▸ **TAREFA 1**: Transcreva literalmente o trecho da entrevista entre "O volante era" e "que você lembra?", inclusive.

▸ **TRECHO FORNECIDO**:
#####

Se você tivesse levados os versos do menino dava uma reportagenzinha adequada.
P- Tá gravado, tá né? Tá gravado. Ele vai dar continuidade a seu legado, né, mestre? Você, quando era criancinha, já falava poesia ?
R- Falava nada. Eu vim falar poesia depois que eu vi os cantadores. Não tinha quem despertasse, não era?
P- Mas seu pai não era poeta?
R- Era. Mas não ligou para isso. Já esse daí atrás é que o pai tem ligação com ele, disse.
Ele que ensina, o pai que ensina, né?
Criança- Na verdade, foi quando eu tinha 10 anos que eu estava andando mais papai aí eu disse se eu deixar de ser vaqueiro vou chorar com saudade da boiada
Aí meu pai pai falou, vou dizer meu primeiro verso:
Um carrinho de brinquedo
Que meu pai fez e me deu
As rodas eram de tábua
Porque não tinha pneu.
O volante era um cordão
E o motorista era eu
P- Fale pra gente olhando pra câmera, seu nome e sua idade…
Criança- Meu nome é Carlito e tenho 6 anos.
P 6 anos? Esse neto de vai ser profissional, mestre qual foi o cantador que mais te impressionou assim na sua Juventude?
R- Vários, de quando eu era menino, Pinto, Heleno, irmão dele, Lourival, o rei dos trocadilhos e Pinto de Monteiro.
P- Pinto do Monteiro. Como foi que o senhor conheceu pinto do Monteiro? Assim, o primeiro dia que viu ele...
R- É muito fácil porque ele lá onde a gente morava.
P- Ele ia lá.?
R- Então ele fazia uma visita 1,2 vezes por ano?
P- Você pode falar um verso dele que você lembra?

#####

▸ **DADOS A UTILIZAR**:
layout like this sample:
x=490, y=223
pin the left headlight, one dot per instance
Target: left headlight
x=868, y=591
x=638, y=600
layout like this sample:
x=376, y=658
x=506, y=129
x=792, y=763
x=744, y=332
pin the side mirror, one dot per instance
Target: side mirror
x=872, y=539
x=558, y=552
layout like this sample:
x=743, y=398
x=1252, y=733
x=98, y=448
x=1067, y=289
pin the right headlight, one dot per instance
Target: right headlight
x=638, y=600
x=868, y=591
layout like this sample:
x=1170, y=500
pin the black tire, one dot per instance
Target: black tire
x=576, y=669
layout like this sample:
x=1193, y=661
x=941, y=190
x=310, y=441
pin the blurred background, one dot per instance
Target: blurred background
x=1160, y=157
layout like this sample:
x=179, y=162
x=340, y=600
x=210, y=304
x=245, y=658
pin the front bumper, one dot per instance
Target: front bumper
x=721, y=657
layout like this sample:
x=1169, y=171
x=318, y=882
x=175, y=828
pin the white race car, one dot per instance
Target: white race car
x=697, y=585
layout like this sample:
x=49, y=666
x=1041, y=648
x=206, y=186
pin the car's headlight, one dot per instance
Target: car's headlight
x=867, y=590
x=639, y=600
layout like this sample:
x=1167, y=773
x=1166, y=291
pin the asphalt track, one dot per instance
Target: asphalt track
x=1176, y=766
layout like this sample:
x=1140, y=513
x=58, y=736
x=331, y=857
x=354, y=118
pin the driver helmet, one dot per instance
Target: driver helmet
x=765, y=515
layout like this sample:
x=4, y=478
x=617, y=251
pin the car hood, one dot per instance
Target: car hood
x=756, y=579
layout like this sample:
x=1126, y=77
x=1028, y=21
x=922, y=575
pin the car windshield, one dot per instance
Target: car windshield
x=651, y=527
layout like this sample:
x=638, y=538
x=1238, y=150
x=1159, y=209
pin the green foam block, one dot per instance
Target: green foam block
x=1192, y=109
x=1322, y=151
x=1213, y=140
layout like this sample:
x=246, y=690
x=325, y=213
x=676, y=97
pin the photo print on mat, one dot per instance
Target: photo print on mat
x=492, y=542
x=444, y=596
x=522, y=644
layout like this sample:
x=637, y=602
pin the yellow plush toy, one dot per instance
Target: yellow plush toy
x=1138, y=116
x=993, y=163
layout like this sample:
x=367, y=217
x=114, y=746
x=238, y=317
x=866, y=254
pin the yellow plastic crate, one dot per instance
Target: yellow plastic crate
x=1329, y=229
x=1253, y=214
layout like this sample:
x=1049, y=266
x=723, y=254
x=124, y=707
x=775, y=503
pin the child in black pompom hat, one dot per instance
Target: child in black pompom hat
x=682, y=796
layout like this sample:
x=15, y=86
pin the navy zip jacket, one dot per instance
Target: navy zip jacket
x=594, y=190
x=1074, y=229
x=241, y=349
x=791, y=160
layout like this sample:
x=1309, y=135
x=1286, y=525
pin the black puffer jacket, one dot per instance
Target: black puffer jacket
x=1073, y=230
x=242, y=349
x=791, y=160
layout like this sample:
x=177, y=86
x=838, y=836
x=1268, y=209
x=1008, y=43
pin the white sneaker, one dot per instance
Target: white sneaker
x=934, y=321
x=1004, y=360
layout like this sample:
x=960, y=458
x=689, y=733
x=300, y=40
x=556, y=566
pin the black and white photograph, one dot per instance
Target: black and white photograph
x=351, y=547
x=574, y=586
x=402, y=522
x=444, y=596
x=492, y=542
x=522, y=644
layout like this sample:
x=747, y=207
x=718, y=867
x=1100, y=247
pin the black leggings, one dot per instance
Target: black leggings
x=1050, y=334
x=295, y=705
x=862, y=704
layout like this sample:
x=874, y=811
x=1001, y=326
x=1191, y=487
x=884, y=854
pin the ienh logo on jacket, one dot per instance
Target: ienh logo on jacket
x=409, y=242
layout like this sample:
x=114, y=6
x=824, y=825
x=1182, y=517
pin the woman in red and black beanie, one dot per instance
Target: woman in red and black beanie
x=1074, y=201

#####

▸ **TAREFA 2**: Informe todas as linhas da listagem que contêm a palavra "sneaker". A distinção entre maiúsculas e minúsculas deve ser respeitada.

▸ **SOLUÇÃO COMPLETA 1**:
O volante era um cordão
E o motorista era eu
P- Fale pra gente olhando pra câmera, seu nome e sua idade…
Criança- Meu nome é Carlito e tenho 6 anos.
P 6 anos? Esse neto de vai ser profissional, mestre qual foi o cantador que mais te impressionou assim na sua Juventude?
R- Vários, de quando eu era menino, Pinto, Heleno, irmão dele, Lourival, o rei dos trocadilhos e Pinto de Monteiro.
P- Pinto do Monteiro. Como foi que o senhor conheceu pinto do Monteiro? Assim, o primeiro dia que viu ele...
R- É muito fácil porque ele lá onde a gente morava.
P- Ele ia lá.?
R- Então ele fazia uma visita 1,2 vezes por ano?
P- Você pode falar um verso dele que você lembra?

▸ **SOLUÇÃO COMPLETA 2**:
pin the white sneaker, one dot per instance
Target: white sneaker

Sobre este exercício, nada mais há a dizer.